- [Assignment] Pull out every line below that contains the word "sand".

- [Stored dataset items]
————————

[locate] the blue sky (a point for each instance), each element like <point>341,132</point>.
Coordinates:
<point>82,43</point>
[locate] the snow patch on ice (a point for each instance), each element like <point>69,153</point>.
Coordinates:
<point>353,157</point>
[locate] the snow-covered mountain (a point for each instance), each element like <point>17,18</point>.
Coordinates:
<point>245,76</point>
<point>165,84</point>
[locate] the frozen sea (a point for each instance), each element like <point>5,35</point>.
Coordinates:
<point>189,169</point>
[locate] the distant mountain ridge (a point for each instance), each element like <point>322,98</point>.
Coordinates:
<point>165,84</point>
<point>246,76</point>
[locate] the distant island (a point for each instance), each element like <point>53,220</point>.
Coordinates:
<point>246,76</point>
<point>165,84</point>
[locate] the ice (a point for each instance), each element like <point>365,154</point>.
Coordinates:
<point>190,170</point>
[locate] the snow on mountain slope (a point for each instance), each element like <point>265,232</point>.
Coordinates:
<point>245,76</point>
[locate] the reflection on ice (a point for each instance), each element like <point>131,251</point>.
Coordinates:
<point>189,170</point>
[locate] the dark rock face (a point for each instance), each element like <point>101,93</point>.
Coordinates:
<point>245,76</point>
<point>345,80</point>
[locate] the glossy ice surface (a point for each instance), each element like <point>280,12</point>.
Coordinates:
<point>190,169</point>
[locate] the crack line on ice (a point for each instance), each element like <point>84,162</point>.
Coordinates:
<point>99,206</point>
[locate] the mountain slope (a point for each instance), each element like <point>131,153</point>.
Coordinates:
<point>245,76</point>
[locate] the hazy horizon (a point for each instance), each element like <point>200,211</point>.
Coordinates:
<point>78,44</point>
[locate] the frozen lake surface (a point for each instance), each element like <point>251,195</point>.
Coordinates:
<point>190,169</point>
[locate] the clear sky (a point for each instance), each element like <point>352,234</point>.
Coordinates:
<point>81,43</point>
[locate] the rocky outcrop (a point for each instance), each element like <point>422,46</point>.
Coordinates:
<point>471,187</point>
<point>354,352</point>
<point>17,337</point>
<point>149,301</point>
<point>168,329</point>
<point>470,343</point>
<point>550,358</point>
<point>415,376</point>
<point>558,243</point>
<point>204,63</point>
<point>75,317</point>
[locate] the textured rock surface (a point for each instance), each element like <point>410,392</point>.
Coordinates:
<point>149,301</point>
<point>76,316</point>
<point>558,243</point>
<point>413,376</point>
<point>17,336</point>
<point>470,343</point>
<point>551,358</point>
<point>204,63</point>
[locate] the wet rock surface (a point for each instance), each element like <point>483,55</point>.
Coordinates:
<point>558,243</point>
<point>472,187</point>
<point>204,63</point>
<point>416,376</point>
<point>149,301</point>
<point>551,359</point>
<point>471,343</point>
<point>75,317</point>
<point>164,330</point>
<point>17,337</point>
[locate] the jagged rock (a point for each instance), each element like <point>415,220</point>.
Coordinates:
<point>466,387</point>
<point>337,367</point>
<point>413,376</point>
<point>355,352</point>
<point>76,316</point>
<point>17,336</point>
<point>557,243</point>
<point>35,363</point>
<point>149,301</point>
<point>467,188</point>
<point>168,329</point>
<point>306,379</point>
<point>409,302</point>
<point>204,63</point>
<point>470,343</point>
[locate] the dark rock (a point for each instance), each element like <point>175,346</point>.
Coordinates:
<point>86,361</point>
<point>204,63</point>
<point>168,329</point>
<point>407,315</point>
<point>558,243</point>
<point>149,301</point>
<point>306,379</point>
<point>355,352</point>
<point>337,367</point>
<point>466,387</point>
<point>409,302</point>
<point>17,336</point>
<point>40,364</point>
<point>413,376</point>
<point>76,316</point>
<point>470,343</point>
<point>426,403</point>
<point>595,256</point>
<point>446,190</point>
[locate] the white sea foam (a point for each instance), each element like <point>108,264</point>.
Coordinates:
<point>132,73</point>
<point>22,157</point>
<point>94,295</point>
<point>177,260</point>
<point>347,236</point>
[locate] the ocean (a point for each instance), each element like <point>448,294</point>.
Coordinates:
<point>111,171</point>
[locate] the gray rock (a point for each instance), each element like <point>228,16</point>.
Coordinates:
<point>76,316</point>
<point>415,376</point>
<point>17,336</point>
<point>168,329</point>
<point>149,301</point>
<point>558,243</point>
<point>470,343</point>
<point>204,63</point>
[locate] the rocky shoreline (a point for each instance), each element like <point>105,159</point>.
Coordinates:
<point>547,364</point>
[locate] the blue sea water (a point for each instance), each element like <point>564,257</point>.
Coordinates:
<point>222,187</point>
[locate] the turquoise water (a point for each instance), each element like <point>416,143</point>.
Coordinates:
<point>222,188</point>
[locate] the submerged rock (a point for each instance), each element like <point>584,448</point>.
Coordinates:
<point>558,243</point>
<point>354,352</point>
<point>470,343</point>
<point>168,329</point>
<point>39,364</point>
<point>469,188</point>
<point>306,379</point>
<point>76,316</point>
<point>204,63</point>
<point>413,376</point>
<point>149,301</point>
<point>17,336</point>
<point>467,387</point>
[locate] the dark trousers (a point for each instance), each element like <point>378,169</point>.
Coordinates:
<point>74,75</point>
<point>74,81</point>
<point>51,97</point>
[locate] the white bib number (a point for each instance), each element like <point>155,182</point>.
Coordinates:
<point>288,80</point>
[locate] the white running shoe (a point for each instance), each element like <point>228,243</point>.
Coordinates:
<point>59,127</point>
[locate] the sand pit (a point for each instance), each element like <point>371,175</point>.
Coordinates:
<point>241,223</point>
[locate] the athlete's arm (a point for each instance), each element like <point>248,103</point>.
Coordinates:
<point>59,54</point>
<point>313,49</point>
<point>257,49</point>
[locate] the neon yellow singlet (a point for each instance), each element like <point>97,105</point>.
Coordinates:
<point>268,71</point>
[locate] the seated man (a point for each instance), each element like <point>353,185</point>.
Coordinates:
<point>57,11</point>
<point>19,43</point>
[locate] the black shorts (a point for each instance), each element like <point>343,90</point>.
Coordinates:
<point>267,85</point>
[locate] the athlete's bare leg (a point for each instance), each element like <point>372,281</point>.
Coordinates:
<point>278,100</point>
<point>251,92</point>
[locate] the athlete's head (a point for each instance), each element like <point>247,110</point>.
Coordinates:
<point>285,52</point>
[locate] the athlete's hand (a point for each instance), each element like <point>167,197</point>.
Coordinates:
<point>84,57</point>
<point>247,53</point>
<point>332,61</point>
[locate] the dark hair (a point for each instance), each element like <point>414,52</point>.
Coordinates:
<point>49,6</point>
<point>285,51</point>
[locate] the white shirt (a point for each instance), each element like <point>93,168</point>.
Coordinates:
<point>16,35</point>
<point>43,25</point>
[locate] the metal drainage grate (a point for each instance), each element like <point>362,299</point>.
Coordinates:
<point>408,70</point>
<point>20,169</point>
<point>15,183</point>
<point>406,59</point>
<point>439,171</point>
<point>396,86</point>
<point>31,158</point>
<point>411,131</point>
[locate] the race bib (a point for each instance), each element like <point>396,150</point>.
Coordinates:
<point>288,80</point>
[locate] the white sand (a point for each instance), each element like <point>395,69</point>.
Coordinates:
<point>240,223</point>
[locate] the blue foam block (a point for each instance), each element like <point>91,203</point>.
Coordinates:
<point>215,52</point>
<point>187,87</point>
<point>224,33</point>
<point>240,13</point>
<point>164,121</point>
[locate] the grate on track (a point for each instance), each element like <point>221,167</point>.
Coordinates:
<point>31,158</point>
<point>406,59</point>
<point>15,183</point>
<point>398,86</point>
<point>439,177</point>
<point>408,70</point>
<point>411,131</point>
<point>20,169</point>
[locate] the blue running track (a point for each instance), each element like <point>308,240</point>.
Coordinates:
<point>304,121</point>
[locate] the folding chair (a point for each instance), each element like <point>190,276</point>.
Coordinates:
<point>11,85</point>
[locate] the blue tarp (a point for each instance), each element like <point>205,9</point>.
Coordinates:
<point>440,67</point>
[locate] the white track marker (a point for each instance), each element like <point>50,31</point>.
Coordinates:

————————

- [Solution to this task]
[locate] the sand pit (a point for each instance), each element like <point>371,175</point>.
[locate] the white sand (a point for each instance), each element like <point>395,69</point>.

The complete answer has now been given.